## Exercise instructions:
Pick out every line below that contains the string "pole" and copy each one in full.
((
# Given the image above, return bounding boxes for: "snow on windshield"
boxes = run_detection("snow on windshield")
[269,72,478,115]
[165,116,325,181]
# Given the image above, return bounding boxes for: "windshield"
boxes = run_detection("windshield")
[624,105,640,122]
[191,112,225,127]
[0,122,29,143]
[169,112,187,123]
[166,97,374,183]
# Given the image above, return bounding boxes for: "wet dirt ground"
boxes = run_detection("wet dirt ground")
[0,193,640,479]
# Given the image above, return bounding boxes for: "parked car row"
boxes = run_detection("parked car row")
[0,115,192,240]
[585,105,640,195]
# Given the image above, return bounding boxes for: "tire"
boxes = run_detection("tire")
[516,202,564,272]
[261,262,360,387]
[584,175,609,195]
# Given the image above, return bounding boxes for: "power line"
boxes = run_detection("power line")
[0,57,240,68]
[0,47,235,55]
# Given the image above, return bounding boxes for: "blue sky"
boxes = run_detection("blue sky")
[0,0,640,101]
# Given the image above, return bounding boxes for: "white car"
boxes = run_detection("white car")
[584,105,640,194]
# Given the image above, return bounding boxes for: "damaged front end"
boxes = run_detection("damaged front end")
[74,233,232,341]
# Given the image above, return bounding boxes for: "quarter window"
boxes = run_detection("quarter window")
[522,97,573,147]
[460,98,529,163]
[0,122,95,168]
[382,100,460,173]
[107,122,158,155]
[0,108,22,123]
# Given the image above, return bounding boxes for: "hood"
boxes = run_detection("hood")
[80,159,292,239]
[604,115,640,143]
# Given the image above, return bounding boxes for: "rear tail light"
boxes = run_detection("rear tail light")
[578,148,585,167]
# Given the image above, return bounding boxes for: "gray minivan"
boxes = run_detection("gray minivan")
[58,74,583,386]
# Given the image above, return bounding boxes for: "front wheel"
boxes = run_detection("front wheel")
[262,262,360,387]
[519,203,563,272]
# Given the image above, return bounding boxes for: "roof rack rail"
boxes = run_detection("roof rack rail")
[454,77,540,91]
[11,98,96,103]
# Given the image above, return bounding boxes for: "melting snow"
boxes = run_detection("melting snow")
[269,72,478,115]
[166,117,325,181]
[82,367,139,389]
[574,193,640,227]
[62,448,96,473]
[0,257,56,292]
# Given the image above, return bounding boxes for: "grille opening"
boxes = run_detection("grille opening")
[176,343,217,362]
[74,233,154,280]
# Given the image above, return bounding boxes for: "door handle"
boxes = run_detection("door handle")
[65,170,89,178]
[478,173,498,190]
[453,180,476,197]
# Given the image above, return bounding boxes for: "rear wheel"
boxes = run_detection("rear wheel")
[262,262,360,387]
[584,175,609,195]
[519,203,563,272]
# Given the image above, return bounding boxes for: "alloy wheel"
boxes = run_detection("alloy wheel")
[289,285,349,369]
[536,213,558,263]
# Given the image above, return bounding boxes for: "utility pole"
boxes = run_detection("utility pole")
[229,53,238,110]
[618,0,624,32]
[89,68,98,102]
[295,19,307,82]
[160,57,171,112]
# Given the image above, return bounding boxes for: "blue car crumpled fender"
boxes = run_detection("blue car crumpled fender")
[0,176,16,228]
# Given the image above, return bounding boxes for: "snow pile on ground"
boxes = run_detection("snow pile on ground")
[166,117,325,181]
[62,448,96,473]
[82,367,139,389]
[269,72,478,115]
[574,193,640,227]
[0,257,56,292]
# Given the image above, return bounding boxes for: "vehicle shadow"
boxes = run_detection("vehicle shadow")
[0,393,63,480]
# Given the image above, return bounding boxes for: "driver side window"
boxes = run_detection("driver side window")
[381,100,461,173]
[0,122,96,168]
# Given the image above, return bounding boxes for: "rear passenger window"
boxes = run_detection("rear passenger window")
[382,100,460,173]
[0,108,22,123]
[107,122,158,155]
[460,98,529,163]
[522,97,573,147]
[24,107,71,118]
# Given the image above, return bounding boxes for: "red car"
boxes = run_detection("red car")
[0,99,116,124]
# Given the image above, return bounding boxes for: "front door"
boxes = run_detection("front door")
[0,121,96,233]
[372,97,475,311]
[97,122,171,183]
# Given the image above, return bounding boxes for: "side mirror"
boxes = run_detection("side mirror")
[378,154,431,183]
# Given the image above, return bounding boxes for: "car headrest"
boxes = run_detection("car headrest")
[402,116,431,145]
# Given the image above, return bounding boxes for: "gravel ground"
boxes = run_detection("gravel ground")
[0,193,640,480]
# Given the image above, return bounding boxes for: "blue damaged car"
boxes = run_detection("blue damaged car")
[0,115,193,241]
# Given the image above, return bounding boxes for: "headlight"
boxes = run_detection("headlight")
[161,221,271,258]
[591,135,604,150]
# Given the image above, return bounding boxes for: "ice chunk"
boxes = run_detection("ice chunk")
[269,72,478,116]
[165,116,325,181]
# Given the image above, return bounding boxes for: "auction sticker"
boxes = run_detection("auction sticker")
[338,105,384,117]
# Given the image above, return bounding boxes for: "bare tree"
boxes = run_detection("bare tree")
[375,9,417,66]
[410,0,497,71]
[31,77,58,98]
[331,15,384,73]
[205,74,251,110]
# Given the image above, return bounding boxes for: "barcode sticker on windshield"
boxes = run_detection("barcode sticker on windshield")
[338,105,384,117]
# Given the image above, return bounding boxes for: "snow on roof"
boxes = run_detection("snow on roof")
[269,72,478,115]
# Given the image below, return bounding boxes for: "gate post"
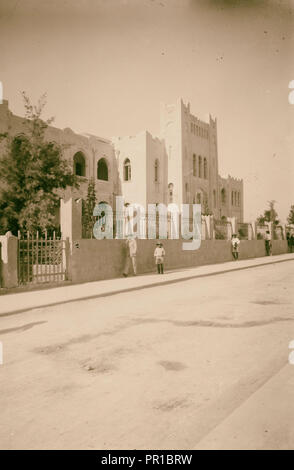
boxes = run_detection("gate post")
[0,232,18,288]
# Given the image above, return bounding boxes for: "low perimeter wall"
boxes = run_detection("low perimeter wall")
[69,239,287,282]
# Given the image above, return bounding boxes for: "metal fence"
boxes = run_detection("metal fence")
[18,232,66,284]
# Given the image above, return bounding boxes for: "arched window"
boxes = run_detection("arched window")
[97,158,108,181]
[203,158,207,179]
[213,189,216,207]
[193,153,197,176]
[198,156,202,178]
[124,158,132,181]
[73,152,86,176]
[168,183,174,202]
[154,159,159,183]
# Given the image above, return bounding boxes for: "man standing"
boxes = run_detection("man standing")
[123,237,137,277]
[265,230,272,256]
[231,233,240,261]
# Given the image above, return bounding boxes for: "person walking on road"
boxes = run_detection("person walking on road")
[232,233,240,261]
[123,237,137,277]
[265,230,272,256]
[154,242,165,274]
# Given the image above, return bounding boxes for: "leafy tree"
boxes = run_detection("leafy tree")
[0,92,78,234]
[82,178,96,238]
[257,201,280,226]
[287,205,294,224]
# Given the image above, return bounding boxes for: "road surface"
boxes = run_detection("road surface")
[0,260,294,449]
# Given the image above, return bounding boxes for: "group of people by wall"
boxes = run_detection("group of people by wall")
[123,236,165,277]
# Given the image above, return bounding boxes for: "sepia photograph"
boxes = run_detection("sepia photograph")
[0,0,294,456]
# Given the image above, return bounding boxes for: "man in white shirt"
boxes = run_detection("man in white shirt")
[232,233,240,260]
[123,237,137,277]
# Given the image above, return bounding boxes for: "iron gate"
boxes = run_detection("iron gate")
[18,233,66,284]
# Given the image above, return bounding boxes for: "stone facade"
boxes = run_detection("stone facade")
[0,99,243,222]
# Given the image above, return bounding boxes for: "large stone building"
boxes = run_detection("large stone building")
[0,96,243,222]
[113,99,243,222]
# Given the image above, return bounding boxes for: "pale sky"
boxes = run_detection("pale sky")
[0,0,294,221]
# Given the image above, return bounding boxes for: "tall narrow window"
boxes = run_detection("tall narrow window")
[97,158,108,181]
[193,153,197,176]
[203,158,207,179]
[73,152,86,176]
[213,189,216,208]
[124,158,132,181]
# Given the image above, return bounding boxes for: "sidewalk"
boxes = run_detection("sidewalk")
[0,253,294,317]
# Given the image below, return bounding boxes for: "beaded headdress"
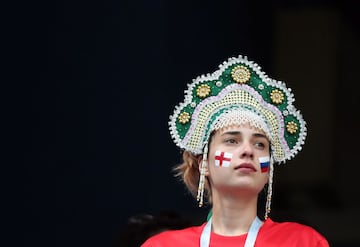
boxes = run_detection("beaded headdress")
[169,56,306,219]
[169,56,306,162]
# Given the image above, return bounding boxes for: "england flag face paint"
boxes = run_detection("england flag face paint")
[259,156,270,172]
[215,150,233,167]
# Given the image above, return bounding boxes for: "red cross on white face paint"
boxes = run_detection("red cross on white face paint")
[215,150,233,167]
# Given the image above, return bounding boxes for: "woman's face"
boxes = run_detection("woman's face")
[208,124,270,195]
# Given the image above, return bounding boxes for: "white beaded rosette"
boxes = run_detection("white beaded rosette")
[169,56,306,162]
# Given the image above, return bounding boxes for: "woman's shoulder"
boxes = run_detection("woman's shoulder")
[141,224,204,247]
[260,219,329,247]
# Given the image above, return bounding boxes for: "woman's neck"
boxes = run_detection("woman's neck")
[212,194,257,236]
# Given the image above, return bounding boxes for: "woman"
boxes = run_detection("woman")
[142,56,329,247]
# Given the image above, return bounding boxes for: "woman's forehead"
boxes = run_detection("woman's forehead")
[216,123,266,135]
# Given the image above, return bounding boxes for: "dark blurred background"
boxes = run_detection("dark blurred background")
[16,0,360,247]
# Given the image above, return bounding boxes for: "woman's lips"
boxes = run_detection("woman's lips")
[234,163,256,173]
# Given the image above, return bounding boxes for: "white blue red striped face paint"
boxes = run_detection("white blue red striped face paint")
[215,150,233,167]
[259,156,270,172]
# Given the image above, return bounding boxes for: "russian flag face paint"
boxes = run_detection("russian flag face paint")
[259,156,270,172]
[215,150,233,167]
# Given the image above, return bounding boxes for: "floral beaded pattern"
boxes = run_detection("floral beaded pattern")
[169,56,306,162]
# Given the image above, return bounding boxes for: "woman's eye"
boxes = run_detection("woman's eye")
[255,142,265,148]
[225,139,237,144]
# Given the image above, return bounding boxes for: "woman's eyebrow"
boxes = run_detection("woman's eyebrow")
[221,131,241,136]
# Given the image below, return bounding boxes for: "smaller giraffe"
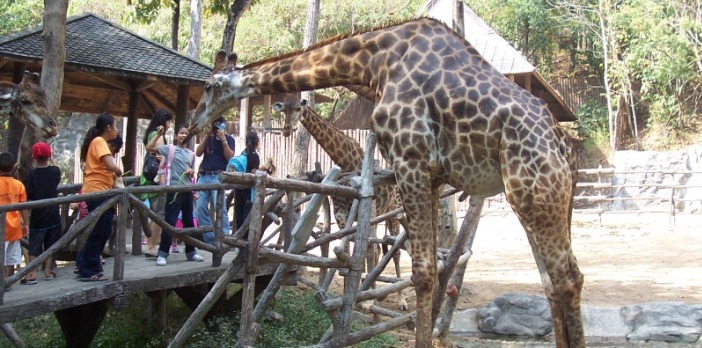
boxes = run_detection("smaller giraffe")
[272,95,409,310]
[0,71,57,179]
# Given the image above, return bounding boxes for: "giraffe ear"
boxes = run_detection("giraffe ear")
[227,52,239,66]
[212,50,227,71]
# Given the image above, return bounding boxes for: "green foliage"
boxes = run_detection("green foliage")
[0,286,396,348]
[0,0,44,36]
[470,0,558,70]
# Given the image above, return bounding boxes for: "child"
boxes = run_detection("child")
[0,152,29,291]
[22,142,61,285]
[146,125,204,266]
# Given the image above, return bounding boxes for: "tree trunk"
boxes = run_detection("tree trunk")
[222,0,252,52]
[41,0,68,115]
[188,0,202,60]
[292,0,319,177]
[453,0,466,36]
[171,0,180,51]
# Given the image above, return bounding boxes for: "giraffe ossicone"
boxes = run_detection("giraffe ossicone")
[191,18,585,348]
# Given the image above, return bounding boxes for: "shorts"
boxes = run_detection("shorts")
[149,193,166,218]
[27,224,61,257]
[5,240,22,266]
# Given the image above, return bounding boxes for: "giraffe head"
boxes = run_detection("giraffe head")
[271,94,307,137]
[0,71,57,139]
[186,51,253,140]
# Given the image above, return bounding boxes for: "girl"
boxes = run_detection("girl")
[140,109,173,257]
[76,113,122,281]
[234,132,261,230]
[146,125,204,266]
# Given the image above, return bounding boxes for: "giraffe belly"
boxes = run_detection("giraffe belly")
[447,163,505,198]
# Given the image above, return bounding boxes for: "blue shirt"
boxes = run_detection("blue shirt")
[200,135,234,172]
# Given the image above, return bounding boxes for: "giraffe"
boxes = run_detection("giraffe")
[0,71,57,179]
[272,95,409,310]
[191,18,585,348]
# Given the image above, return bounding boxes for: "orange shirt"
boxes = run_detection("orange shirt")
[83,137,114,193]
[0,176,28,242]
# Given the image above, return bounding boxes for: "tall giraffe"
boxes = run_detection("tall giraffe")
[0,71,57,179]
[191,18,585,348]
[272,95,409,310]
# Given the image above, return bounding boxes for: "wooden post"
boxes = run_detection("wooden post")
[174,85,190,127]
[112,192,129,280]
[237,98,250,140]
[168,250,244,348]
[331,133,376,347]
[123,91,139,173]
[0,211,7,305]
[253,166,341,321]
[434,199,485,337]
[263,95,271,132]
[237,172,266,347]
[3,63,25,159]
[146,290,169,333]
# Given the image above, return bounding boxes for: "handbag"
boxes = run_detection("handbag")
[141,152,161,183]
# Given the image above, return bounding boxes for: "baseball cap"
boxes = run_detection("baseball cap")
[32,142,51,159]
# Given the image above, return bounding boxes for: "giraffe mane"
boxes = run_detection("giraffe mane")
[226,17,445,71]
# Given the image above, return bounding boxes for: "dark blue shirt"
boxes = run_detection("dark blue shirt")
[24,166,61,229]
[200,135,234,172]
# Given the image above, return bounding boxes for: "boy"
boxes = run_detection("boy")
[22,142,61,285]
[0,152,29,291]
))
## Expected answer:
# Given the image above, return bounding boxes for: "utility pole"
boxes = run_detection("utility pole")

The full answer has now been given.